Text section>
"""

Let J, f, g and a be given.

Assume Hf: f ∈ power_real J.

Assume Hg: g ∈ power_real J.

Assume HaA: a ∈ power_real_clipped_diffs J f g.

We will prove a ∈ R.

Apply (ReplE_impred J (λj : set ⇒ power_real_coord_clipped_diff f g j) a HaA (a ∈ R)) to the current goal.

Let j be given.

Assume HjJ: j ∈ J.

Assume Haj: a = power_real_coord_clipped_diff f g j.

rewrite the current goal using Haj (from left to right).

We prove the intermediate claim Hfpred: total_function_on f J (space_family_union J (const_space_family J R R_standard_topology)) ∧ functional_graph f ∧ ∀i0 : set, i0 ∈ J → apply_fun f i0 ∈ space_family_set (const_space_family J R R_standard_topology) i0.

"""

Extracted records>
"""

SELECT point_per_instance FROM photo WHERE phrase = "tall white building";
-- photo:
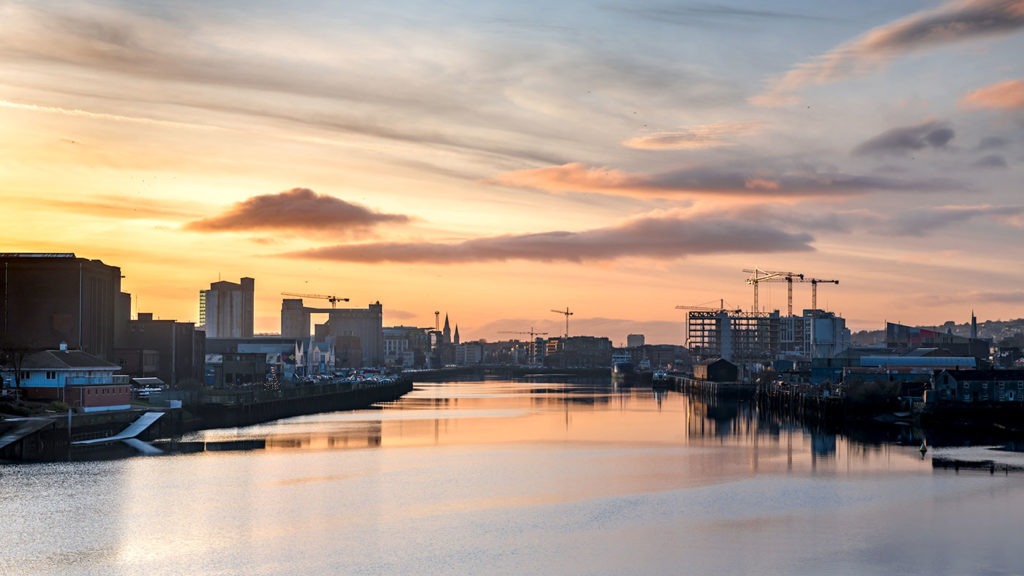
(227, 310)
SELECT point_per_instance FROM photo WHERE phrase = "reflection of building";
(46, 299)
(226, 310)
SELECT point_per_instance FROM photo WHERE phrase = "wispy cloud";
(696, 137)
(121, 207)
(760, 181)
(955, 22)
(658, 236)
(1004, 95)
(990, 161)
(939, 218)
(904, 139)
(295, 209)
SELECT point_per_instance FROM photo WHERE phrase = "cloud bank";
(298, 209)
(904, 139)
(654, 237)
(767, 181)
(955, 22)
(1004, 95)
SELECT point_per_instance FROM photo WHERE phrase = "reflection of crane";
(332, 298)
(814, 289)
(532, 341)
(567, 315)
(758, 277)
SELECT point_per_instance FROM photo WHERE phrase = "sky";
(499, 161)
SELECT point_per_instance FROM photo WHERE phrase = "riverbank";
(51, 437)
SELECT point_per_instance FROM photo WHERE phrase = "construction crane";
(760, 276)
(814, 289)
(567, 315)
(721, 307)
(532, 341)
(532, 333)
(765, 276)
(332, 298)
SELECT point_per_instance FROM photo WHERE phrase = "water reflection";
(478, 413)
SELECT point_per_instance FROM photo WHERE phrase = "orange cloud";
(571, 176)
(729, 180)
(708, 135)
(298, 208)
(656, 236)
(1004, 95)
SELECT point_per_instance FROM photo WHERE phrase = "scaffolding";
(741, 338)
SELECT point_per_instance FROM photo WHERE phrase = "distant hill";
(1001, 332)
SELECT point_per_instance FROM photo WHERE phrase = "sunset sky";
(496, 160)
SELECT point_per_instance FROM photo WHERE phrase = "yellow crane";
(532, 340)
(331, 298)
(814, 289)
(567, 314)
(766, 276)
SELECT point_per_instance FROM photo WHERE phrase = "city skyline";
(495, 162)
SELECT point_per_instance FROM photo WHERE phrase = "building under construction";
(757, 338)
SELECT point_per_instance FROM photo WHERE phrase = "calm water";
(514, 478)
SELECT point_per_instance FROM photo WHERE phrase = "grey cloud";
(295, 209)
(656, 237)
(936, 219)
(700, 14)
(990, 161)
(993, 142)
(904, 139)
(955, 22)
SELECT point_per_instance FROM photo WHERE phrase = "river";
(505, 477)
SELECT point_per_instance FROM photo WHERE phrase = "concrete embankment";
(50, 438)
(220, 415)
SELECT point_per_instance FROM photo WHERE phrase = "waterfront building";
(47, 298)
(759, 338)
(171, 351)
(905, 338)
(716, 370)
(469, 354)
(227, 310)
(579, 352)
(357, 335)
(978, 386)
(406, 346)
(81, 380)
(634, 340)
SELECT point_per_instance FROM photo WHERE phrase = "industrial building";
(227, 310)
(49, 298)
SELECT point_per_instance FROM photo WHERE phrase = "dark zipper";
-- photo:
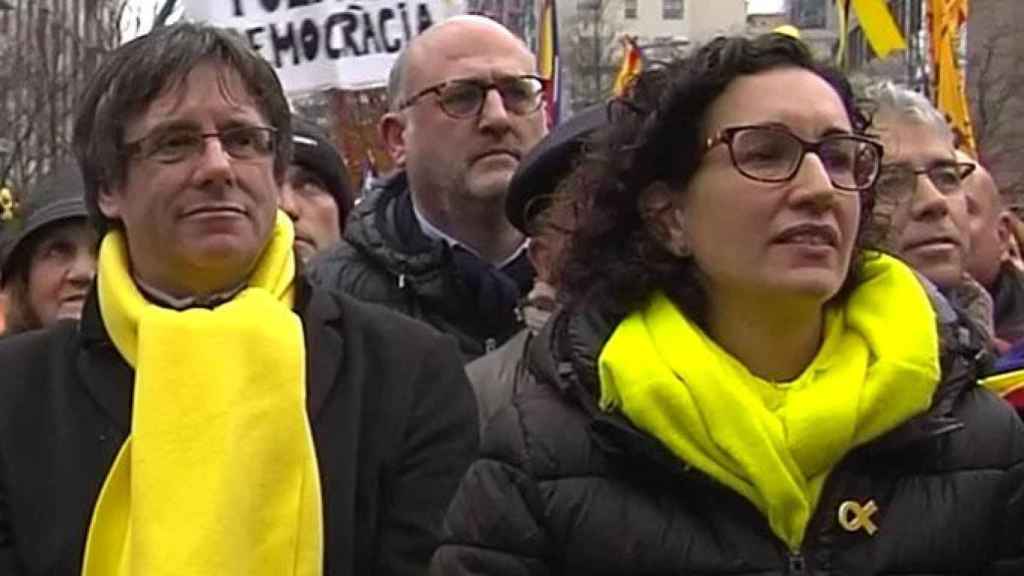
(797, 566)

"""

Written problem 1> According to the proof, what does the hypothesis Haj state?
Written problem 2> Resume the proof from the point where it stops.

Exercise output 1> Haj states that a = power_real_coord_clipped_diff f g j.

Exercise output 2>
An exact proof term for the current goal is (SepE2 (𝒫 (setprod J (space_family_union J (const_space_family J R R_standard_topology)))) (λf0 : set ⇒ total_function_on f0 J (space_family_union J (const_space_family J R R_standard_topology)) ∧ functional_graph f0 ∧ ∀i0 : set, i0 ∈ J → apply_fun f0 i0 ∈ space_family_set (const_space_family J R R_standard_topology) i0) f Hf).

We prove the intermediate claim Hfcoords: ∀i0 : set, i0 ∈ J → apply_fun f i0 ∈ space_family_set (const_space_family J R R_standard_topology) i0.

An exact proof term for the current goal is (andER (total_function_on f J (space_family_union J (const_space_family J R R_standard_topology)) ∧ functional_graph f) (∀i0 : set, i0 ∈ J → apply_fun f i0 ∈ space_family_set (const_space_family J R R_standard_topology) i0) Hfpred).

We prove the intermediate claim HfjSet: apply_fun f j ∈ space_family_set (const_space_family J R R_standard_topology) j.

An exact proof term for the current goal is (Hfcoords j HjJ).

We prove the intermediate claim HfjR: apply_fun f j ∈ R.

rewrite the current goal using (space_family_set_const_space_family J R R_standard_topology j HjJ) (from right to left).

An exact proof term for the current goal is HfjSet.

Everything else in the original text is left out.